### Problem details
Looking at the records below, please say how many lines contain the word "recessed", as a bare number.
+++ Given data
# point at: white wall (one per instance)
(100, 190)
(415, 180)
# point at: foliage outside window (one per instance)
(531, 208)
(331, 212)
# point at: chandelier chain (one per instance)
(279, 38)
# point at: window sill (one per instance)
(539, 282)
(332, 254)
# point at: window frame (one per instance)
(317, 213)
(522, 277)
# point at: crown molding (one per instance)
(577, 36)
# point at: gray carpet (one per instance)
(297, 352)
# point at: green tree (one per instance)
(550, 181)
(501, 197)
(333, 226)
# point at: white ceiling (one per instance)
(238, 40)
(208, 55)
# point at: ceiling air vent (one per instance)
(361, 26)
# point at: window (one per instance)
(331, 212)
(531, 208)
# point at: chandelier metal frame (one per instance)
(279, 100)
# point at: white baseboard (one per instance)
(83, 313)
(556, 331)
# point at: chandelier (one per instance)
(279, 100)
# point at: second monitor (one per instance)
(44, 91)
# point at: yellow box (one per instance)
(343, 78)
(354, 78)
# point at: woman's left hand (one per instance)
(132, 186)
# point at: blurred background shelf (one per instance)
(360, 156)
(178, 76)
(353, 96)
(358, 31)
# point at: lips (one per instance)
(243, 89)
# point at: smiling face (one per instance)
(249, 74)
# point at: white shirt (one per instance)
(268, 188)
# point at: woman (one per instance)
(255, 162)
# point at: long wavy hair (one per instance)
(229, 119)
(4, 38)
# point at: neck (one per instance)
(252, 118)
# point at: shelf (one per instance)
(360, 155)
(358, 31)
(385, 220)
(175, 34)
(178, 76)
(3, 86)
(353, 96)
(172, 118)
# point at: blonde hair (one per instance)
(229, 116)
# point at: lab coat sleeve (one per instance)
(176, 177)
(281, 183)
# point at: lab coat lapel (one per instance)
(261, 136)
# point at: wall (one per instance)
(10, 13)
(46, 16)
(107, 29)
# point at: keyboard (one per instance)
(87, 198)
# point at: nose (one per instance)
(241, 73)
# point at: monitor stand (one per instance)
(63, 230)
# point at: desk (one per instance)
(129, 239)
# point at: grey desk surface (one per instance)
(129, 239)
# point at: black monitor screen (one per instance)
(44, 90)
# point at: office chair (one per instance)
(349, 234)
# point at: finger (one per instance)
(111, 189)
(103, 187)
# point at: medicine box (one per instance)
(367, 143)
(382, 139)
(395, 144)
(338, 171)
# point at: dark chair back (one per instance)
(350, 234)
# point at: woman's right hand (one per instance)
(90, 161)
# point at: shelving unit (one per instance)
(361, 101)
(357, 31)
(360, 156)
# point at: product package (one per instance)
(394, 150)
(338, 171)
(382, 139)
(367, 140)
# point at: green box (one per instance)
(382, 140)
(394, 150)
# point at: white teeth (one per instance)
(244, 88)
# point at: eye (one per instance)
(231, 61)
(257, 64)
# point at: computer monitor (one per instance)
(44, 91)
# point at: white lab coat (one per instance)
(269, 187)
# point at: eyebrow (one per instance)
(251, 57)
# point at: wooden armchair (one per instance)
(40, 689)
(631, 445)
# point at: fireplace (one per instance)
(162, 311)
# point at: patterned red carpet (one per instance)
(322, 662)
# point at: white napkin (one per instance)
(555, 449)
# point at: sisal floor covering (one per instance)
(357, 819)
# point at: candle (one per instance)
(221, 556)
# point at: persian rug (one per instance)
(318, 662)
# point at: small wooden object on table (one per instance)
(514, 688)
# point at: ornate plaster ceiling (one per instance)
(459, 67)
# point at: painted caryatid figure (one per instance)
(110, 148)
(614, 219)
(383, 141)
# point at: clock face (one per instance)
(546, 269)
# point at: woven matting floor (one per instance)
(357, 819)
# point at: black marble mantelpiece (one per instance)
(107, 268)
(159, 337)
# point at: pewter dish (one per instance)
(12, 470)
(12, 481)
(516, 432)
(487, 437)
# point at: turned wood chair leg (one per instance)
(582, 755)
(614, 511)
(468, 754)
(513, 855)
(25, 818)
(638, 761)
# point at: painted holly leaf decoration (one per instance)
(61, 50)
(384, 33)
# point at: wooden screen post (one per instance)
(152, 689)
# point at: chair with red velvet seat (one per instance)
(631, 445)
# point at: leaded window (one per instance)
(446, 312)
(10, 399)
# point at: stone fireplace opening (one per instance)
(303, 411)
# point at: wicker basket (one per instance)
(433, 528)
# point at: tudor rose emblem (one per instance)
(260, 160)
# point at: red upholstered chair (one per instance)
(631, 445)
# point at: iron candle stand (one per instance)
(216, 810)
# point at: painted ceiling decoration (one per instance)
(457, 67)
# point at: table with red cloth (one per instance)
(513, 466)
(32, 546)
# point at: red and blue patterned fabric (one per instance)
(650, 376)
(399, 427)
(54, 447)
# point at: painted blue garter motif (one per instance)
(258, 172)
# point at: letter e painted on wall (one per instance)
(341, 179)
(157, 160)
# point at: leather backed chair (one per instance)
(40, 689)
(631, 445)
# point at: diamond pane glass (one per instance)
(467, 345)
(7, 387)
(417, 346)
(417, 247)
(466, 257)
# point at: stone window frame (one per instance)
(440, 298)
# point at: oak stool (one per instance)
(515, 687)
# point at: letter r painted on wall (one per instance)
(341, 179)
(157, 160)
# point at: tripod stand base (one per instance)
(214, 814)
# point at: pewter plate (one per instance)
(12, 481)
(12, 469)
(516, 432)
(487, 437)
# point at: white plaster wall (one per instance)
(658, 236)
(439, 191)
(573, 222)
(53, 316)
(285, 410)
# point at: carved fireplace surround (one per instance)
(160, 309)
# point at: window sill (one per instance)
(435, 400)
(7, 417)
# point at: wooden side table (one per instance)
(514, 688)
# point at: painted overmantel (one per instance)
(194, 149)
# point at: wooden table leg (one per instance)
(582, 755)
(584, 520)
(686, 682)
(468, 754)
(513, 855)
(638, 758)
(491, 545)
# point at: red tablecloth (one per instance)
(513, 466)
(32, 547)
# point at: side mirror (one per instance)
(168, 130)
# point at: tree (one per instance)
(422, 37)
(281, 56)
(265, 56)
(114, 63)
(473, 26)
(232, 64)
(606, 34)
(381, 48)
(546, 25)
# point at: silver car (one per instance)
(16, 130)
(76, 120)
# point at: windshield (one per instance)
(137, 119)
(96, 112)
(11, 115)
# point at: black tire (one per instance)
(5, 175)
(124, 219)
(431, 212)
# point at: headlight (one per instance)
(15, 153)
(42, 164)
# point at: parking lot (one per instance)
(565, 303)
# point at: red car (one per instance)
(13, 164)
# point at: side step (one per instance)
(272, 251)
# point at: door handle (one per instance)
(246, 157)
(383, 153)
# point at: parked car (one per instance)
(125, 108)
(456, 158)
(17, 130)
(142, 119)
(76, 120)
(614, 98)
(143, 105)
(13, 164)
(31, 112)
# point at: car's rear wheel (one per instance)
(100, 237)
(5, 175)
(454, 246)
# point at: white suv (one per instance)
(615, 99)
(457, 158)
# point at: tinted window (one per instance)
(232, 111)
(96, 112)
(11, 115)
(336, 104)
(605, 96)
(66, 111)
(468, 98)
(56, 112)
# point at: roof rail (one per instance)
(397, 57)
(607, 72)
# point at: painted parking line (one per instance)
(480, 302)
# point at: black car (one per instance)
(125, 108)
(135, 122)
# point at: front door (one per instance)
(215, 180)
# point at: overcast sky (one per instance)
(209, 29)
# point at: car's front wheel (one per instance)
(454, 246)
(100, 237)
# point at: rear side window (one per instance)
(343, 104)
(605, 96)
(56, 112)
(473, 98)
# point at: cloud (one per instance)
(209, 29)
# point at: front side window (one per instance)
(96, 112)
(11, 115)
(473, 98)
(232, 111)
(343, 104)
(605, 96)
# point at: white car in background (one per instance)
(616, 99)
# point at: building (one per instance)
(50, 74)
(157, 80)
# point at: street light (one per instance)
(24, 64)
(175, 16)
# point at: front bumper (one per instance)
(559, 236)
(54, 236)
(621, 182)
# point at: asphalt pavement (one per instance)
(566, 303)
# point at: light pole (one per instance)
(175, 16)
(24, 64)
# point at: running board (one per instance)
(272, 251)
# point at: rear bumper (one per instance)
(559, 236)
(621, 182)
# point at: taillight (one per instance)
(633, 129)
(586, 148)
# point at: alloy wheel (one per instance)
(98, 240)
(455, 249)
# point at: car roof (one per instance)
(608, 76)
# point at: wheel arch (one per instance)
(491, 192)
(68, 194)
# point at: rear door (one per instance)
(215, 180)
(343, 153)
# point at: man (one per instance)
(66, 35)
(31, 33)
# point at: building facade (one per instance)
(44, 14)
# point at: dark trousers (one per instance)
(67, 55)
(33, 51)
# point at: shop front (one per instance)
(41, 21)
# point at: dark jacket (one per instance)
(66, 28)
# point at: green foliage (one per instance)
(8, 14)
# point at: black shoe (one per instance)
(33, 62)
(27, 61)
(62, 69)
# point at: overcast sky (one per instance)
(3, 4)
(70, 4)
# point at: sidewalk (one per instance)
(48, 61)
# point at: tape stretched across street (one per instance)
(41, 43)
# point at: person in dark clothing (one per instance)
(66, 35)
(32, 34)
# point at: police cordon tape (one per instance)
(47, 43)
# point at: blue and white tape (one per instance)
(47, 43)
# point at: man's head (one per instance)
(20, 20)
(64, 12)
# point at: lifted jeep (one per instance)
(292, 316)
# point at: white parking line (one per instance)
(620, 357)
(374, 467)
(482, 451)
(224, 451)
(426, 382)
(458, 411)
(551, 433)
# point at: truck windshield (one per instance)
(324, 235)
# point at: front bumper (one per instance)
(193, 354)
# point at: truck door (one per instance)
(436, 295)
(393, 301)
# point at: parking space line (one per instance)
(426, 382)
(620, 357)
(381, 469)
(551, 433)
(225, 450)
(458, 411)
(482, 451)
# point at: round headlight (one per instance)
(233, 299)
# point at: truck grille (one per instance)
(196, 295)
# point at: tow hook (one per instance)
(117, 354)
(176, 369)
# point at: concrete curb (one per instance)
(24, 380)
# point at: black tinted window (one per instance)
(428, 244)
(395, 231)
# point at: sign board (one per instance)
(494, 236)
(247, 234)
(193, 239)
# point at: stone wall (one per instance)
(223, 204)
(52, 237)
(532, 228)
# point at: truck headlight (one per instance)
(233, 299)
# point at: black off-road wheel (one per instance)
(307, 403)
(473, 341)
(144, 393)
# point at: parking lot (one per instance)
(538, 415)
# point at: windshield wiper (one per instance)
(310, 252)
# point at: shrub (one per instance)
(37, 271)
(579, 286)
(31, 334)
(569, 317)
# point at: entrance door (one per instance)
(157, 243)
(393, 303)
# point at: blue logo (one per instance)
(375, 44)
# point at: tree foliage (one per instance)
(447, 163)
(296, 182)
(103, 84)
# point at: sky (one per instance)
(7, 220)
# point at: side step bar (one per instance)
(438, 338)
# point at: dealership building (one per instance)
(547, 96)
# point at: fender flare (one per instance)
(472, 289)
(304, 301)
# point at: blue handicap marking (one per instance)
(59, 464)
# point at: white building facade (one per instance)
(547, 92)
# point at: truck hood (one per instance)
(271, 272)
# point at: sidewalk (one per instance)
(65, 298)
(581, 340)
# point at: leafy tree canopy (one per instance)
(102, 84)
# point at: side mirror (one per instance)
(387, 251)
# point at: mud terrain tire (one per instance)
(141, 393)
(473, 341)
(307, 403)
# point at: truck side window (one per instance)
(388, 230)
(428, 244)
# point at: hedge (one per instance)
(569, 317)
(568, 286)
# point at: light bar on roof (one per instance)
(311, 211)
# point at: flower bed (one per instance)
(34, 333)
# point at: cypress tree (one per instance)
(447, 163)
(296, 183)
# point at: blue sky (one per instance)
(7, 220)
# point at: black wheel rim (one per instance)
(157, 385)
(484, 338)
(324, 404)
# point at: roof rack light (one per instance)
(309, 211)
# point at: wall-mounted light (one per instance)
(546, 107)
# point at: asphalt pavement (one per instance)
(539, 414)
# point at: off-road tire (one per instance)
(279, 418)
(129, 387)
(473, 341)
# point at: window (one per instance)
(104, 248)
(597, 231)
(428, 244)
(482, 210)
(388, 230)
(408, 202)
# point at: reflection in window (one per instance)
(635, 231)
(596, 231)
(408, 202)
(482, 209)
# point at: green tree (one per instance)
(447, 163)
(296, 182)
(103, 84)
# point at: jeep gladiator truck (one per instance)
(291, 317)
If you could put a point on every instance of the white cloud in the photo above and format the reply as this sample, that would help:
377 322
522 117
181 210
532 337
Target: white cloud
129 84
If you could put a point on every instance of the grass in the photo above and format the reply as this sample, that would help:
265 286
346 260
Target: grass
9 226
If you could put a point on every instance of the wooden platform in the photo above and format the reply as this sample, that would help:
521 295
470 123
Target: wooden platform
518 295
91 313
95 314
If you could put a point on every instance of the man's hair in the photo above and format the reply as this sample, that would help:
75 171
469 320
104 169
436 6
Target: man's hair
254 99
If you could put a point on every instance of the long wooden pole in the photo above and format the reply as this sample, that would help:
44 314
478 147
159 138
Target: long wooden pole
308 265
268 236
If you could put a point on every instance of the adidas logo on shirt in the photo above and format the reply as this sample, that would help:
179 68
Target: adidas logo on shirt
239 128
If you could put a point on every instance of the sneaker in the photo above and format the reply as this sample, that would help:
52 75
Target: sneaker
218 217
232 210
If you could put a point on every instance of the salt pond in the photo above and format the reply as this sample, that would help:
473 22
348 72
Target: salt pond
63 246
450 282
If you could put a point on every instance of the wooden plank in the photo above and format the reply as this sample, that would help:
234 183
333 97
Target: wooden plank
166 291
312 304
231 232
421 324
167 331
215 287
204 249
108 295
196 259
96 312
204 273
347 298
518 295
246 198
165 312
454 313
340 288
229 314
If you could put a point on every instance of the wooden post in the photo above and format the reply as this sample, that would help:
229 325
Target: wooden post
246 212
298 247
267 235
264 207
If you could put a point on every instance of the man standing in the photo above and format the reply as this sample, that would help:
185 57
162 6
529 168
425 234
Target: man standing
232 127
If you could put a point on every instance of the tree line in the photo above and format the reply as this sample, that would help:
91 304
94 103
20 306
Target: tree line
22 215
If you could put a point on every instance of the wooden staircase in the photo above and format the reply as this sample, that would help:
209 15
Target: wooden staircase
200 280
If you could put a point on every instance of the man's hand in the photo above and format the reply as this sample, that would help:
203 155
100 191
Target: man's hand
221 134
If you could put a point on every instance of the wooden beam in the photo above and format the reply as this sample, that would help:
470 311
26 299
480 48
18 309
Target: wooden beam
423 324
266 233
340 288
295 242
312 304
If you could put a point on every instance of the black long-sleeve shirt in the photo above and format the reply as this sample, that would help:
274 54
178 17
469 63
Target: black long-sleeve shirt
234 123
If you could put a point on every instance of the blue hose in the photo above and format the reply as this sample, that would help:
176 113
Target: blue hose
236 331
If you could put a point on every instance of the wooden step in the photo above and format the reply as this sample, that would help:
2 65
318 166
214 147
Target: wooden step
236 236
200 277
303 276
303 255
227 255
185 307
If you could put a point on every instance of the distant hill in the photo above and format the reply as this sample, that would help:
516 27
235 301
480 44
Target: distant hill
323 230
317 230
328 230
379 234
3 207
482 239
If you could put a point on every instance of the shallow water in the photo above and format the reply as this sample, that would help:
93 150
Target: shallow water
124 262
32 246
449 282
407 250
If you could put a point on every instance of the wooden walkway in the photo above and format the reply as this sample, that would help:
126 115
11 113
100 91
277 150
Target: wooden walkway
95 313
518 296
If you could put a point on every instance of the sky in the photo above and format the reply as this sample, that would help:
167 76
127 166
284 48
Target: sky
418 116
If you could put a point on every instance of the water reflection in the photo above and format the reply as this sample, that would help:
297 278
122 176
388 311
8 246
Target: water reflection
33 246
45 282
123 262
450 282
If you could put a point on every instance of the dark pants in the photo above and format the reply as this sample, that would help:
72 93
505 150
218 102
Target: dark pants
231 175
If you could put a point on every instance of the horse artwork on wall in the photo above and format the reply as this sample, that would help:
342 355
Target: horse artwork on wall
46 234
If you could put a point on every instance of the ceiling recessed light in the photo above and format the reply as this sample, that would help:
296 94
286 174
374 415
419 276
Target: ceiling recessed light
++++++
### Solution
2